— What is expected —
Every record shown here needs to be repeated exactly.

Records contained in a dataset
BEGIN

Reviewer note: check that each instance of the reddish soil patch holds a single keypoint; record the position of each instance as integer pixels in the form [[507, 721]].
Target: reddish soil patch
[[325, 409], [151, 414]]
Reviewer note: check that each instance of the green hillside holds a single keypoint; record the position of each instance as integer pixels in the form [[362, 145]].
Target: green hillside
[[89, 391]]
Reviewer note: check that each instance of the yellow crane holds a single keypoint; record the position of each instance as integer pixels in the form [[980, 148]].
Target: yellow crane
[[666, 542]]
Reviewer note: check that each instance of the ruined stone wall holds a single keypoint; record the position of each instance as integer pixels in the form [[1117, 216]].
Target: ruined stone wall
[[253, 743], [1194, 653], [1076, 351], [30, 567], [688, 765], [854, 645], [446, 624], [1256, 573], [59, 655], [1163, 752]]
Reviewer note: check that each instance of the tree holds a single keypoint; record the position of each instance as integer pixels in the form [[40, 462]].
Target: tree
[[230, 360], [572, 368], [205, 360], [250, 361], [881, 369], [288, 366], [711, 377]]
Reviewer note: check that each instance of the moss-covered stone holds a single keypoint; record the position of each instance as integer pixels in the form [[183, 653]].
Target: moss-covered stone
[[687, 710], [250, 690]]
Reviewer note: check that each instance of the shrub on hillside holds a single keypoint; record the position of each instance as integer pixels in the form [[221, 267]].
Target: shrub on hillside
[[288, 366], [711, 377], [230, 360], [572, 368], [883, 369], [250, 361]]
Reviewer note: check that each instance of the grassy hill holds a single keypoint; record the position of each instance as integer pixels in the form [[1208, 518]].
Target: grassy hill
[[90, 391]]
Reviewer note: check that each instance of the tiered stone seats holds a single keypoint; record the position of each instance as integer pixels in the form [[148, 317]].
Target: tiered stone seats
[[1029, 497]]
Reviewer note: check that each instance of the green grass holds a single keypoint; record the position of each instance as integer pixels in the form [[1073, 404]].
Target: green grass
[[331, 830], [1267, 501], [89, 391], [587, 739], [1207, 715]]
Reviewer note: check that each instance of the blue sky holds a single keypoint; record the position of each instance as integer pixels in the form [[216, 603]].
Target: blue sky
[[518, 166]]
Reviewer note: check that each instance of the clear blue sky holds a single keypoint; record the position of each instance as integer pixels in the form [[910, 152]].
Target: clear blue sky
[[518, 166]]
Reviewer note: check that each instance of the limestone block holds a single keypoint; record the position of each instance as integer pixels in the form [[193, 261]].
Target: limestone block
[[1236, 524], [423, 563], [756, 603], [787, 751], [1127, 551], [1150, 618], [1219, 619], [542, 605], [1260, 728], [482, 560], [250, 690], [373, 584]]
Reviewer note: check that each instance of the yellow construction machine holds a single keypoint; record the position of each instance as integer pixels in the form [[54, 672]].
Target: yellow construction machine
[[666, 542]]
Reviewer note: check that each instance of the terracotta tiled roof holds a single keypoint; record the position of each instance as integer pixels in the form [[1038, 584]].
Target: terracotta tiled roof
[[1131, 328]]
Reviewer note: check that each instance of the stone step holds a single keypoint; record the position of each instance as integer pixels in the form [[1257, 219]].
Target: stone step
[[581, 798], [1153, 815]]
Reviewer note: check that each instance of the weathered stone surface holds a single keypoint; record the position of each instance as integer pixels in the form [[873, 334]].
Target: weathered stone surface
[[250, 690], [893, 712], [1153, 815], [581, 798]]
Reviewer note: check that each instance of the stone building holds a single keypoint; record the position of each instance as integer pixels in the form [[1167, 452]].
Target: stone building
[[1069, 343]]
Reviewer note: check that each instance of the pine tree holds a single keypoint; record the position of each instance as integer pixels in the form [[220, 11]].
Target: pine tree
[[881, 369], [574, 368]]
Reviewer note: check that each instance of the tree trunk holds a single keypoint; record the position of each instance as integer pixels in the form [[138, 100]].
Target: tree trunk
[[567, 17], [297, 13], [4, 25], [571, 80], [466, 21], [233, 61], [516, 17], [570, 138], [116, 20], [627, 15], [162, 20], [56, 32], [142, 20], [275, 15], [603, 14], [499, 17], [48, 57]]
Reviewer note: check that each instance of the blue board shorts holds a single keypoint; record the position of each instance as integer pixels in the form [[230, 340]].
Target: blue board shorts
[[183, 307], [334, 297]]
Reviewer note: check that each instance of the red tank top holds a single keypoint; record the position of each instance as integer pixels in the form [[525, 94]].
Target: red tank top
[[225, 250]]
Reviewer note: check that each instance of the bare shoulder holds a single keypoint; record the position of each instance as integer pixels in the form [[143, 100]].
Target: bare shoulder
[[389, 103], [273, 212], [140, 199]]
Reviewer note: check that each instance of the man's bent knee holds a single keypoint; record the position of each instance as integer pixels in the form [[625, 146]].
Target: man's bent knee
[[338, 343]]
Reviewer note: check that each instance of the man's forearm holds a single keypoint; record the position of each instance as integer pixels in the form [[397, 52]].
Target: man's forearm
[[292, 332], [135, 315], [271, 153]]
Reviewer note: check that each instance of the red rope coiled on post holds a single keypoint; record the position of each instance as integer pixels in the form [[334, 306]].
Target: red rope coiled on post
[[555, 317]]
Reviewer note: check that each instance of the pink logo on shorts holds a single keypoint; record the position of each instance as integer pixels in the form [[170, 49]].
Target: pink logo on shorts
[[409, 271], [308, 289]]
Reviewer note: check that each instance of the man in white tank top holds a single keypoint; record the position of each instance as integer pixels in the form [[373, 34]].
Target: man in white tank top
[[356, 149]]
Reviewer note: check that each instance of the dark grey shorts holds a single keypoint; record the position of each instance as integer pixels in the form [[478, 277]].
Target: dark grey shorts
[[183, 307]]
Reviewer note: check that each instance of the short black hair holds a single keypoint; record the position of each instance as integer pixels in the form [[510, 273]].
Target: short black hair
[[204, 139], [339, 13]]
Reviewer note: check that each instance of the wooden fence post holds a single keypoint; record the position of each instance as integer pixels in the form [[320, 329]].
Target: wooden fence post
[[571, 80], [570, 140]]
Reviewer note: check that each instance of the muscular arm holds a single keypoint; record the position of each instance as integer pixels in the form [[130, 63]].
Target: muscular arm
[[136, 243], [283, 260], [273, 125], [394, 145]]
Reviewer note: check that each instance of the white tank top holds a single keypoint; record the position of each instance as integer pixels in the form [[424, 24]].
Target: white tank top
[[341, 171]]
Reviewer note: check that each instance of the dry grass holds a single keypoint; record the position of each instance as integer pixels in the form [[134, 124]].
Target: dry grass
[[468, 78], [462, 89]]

END

— Response area —
Reviewer note: check that each instance of the reddish soil patch holds a single keypoint; record the position of each instance as integer pixels in the form [[507, 721]].
Target: reddish soil patch
[[325, 409], [151, 414]]
Reviewer note: check that each instance of the green hillside holds a single keypoint; record the position of each instance as integer pixels in the form [[362, 145]].
Target: green hillside
[[89, 391]]
Reviewer note: check that each instance of the yellow crane holds a single keypoint; record the position of each instance as integer pixels in the form [[980, 148]].
Target: yellow crane
[[666, 542]]
Reviewer note: check that each instance of the ruined stone wall holds a single keypoint; record the position of each instance as integer pixels in the form [[1117, 216]].
Target: ruined stone wall
[[253, 743], [1194, 653], [1076, 351], [30, 567], [688, 765], [854, 645], [446, 624], [1256, 573], [59, 655], [1163, 752]]
Reviewer note: check that each instance of the tree holds a single keypoint; record the position of each instance as integer pixels in the form [[40, 462]].
Target: tree
[[230, 360], [572, 368], [205, 360], [250, 361], [881, 369], [288, 366], [711, 377]]
Reviewer note: check that each instance of the moss-covered stone holds a single keypoint; record the position of each instance as integer pixels in the form [[183, 653]].
Target: moss-covered stone
[[687, 710], [250, 690]]
Reviewer note: check that each instance of the shrub on hillside holds a single keypoint; record the position of each instance as integer pixels in the form [[221, 267]].
Target: shrub on hillside
[[288, 366], [711, 377], [230, 360], [572, 368], [883, 369], [250, 361]]
Reviewer note: check that each instance of the grassy hill holds a single keypoint; record the position of each instance as integer pixels in the form [[1208, 518]].
Target: grassy hill
[[90, 391]]
Reviewer note: check that each instance of the tiered stone seats holds a single keypoint; record the position of each instance as integer pixels in the form [[148, 317]].
Target: tiered stone seats
[[1029, 497]]
Reviewer note: check that each instance of the green grass holds a single keypoint; record the position of each instance as integer pixels in the form [[1073, 404]].
Target: green grass
[[331, 830], [1267, 501], [89, 391], [587, 739], [1207, 715]]
Reviewer note: check that each instance of the blue sky holds a single keypoint; record the position of each instance as integer pixels in the form [[216, 603]].
Target: blue sky
[[518, 166]]
Reviewer note: check that each instance of the clear blue sky holds a single keypoint; record the position of each instance as integer pixels in the form [[910, 152]].
Target: clear blue sky
[[518, 166]]
Reviewer note: check that each instance of the limestone block holds a single keypoint; record the position of each instance as integer pixels in the form [[193, 261]].
Target: limestone block
[[1236, 524], [423, 563], [756, 603], [787, 751], [1127, 551], [1150, 618], [1219, 619], [542, 605], [1260, 728], [482, 560], [250, 690], [373, 584]]
Reviewer note: check that each instance of the yellow construction machine holds a single keypoint; record the position of each instance as integer pixels in the form [[54, 672]].
Target: yellow construction machine
[[666, 542]]
Reviewer note: check that each instance of the terracotta tiled roof holds a single keypoint; record the position of each instance as integer pixels in the form [[1038, 584]].
Target: terracotta tiled roof
[[1131, 328]]
Reviewer note: check that each instance of the stone step holds a single keypoint; record the position of each instance as integer pixels in the form [[1257, 219]].
Target: stone step
[[581, 798], [1153, 815]]
Reviewer note: check that each instance of the weathered stone surface holds a single keypoint; record the position of each instance as integer pixels in the form [[873, 334]].
Target: weathered stone surface
[[250, 690], [893, 712], [1153, 815], [581, 798]]
Reviewer note: check that each instance of the stone building holds a single keypoint; record the position of each instance as integer pixels in the form [[1167, 452]].
Target: stone building
[[1069, 343]]
Reviewer note: check that each instance of the pine tree holds a single keypoint; record the position of each instance as integer pixels in the form [[220, 11]].
Target: pine tree
[[881, 369], [574, 368]]
Reviewer note: check that each instance of the tree trunk holds a single keypoint; record the position of each instance as integer pixels in the form [[138, 100]].
Target: tree trunk
[[567, 17], [297, 13], [4, 25], [571, 80], [466, 21], [233, 61], [516, 17], [570, 138], [116, 20], [627, 15], [162, 20], [56, 32], [142, 20], [275, 15], [603, 14], [499, 17], [48, 57]]
Reviewer note: check that each instance of the blue board shorts holds a single keypoint; record the position of each instance as integer pixels in the form [[230, 340]].
Target: blue board shorts
[[183, 307], [334, 297]]
Reviewer note: check that each instance of the red tank top holds a single keypoint; record the position of each instance as integer pixels in the form [[525, 94]].
Target: red tank top
[[225, 250]]
Reviewer note: check that each instance of the bare shoulder holds a single keypoint; record the position of each instance as integer pixels in the form [[143, 100]].
Target: bare shoulder
[[389, 103], [273, 212], [140, 199]]
Reviewer note: check that each instance of the man's bent knee holds a single keypoint; record the position of each instance as integer pixels in the form [[625, 146]].
Target: man's bent knee
[[338, 343]]
Reviewer note: check that each instance of the man's forearm holds a single keypoint; record the position of each instance as integer pixels in the form [[397, 52]].
Target: man's forearm
[[292, 332], [135, 315], [271, 153]]
Reviewer note: check that each instance of the red rope coiled on post holds a single keypoint; record the position of each instance as integer pixels in the form [[334, 306]].
Target: red rope coiled on post
[[555, 317]]
Reviewer note: check that each instance of the pink logo on shorts holds a single keypoint; record the position of each instance as integer pixels in the form [[170, 49]].
Target: pink logo on shorts
[[409, 271], [308, 289]]
Reviewer note: check that each instance of the man in white tank top holds a single keypoint; record the position of each instance as integer pixels in the form [[373, 34]].
Target: man in white tank top
[[356, 149]]
Reviewer note: check that each instance of the dark grey shorts holds a single keypoint; record the position of each instance as integer pixels in the form [[478, 277]].
Target: dark grey shorts
[[183, 307]]
Reviewer note: check that each instance of the short black hair holds a single keypoint; record the position of each instance as integer pixels in the form [[510, 273]].
Target: short black hair
[[204, 139], [339, 13]]
Reviewer note: check that each instance of the wooden fence post holds a single keypoint; record the position of each instance as integer pixels in the form [[320, 329]].
Target: wooden fence post
[[571, 80], [570, 140]]
Reviewer note: check that each instance of the muscular arm holds a single keypoint; record the position of each instance as integer pixels in the form [[130, 63]].
Target: muscular arm
[[136, 243], [283, 260], [273, 125], [394, 145]]
Reviewer note: check that each instance of the white tank top holds a single keypoint; record the position of each instance as integer pixels in the form [[424, 24]].
Target: white tank top
[[341, 171]]
Reviewer note: check that each instance of the dry grass holds a single keypoint; record the position of each instance as integer pixels in the form [[134, 124]].
Target: dry grass
[[468, 78], [462, 89]]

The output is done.